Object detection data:
-=-=-

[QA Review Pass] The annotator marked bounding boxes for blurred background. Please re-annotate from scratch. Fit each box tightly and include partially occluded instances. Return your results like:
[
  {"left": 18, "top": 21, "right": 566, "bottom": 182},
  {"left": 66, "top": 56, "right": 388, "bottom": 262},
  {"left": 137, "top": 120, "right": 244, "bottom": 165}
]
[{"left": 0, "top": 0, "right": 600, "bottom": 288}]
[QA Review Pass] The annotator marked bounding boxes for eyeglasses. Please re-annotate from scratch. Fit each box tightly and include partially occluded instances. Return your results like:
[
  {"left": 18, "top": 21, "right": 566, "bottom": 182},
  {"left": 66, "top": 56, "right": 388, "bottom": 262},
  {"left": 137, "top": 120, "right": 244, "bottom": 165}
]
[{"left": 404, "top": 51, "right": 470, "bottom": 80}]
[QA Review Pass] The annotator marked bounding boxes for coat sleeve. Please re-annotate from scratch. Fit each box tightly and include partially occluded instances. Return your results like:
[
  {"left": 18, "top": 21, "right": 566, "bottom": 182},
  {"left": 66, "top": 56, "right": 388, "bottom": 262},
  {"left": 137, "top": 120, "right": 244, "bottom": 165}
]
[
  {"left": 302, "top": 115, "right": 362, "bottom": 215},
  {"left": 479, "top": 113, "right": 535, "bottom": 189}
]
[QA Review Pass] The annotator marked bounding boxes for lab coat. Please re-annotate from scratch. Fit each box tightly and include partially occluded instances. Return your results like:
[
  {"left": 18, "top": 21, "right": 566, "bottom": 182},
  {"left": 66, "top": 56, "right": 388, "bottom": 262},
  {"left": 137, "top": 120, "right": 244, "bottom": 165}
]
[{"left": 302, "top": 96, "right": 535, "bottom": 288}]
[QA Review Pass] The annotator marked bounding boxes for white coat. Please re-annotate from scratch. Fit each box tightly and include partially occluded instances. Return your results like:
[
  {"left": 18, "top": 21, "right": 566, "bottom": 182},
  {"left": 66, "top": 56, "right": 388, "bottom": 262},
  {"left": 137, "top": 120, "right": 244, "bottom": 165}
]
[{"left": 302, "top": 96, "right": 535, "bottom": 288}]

-=-=-

Work to do: Which lines in the records contain the word "Pass"? Show each of those lines in full.

Final answer:
[QA Review Pass] The annotator marked bounding boxes for blurred background. Please re-annotate from scratch. Fit each box tightly and include partially occluded instances. Return your results like:
[QA Review Pass] The annotator marked bounding boxes for eyeglasses. Please re-annotate from scratch. Fit each box tightly and include partially occluded instances. Return your results like:
[QA Review Pass] The annotator marked bounding boxes for coat sleeve. Please re-annotate from scratch. Fit each box tightly and include partially occluded instances. Return your results like:
[QA Review Pass] The annotator marked bounding boxes for lab coat. Please re-annotate from scratch. Fit each box tightly and include partially occluded instances. Return your results like:
[QA Review Pass] The annotator marked bounding boxes for white coat. Please re-annotate from scratch. Fit each box tightly and include partially occluded instances. Return your results like:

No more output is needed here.